## Records excerpted from a collection
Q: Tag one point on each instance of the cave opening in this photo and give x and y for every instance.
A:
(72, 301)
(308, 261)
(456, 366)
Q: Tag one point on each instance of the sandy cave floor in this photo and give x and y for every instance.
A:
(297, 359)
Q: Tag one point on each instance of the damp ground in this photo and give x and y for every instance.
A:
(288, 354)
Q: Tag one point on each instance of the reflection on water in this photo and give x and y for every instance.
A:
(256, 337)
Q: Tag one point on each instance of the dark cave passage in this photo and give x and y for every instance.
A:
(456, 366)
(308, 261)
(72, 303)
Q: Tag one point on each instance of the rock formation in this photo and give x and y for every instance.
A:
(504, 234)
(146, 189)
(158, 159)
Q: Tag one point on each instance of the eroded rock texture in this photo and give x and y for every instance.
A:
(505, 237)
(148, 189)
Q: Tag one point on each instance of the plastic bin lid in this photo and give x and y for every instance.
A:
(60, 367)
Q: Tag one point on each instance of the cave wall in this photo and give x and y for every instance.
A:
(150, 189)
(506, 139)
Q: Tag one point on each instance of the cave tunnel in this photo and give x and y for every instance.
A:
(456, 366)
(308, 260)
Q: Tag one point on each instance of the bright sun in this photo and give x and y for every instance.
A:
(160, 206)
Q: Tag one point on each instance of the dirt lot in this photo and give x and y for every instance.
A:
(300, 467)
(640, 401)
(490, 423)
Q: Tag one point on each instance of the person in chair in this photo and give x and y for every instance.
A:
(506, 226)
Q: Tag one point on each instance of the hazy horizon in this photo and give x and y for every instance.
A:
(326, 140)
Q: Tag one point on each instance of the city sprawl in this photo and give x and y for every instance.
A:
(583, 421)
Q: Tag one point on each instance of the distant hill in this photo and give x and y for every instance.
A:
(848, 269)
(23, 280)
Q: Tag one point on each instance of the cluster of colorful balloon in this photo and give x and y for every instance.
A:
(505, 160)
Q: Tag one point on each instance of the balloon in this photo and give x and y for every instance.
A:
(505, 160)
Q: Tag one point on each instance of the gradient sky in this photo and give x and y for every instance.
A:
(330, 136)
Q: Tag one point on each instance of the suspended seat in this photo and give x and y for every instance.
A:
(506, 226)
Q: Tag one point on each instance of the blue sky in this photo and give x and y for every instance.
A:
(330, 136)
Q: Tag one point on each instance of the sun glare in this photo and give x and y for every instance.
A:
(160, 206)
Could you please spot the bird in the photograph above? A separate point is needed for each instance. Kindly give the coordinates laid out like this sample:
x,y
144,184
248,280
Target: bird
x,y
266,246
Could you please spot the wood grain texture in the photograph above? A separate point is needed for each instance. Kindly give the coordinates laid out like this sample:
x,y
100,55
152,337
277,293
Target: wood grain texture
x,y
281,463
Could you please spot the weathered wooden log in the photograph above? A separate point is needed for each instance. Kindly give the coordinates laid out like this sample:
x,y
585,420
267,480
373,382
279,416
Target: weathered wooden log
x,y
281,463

## WRITTEN TASK
Take the line with "Q: Tag one point on each instance of the balloon" and all lines after it through the end of the records, and write them out exactly; include nothing else.

## RESULT BELOW
Q: Tag one point on each instance of the balloon in this photo and give x and y for every instance.
A:
(505, 160)
Q: Tag one point on each instance of the gradient sky in this photo and give x and y for every instance.
A:
(330, 136)
Q: Tag one point on each instance of the suspended seat in this photo and give x and y for every instance.
A:
(506, 226)
Q: Tag one point on each instance of the blue sky in this photo and give x and y for every instance.
A:
(330, 136)
Q: Tag one point on each instance of the sun glare in this photo and give x and y for every instance.
A:
(160, 206)
Could you please spot the bird in the photograph above? A separate point is needed for each instance. Kindly give the coordinates laid out like this sample:
x,y
144,184
248,280
Target: bird
x,y
266,246
Could you please spot the wood grain texture in the photograph above? A separate point is needed for each instance. Kindly give the coordinates laid out like this sample:
x,y
100,55
152,337
277,293
Target: wood grain texture
x,y
281,463
Could you please spot the weathered wooden log in the photograph above? A separate point is needed for each instance. Kindly give the coordinates laid out like this sample:
x,y
585,420
267,480
373,382
279,416
Target: weathered wooden log
x,y
281,463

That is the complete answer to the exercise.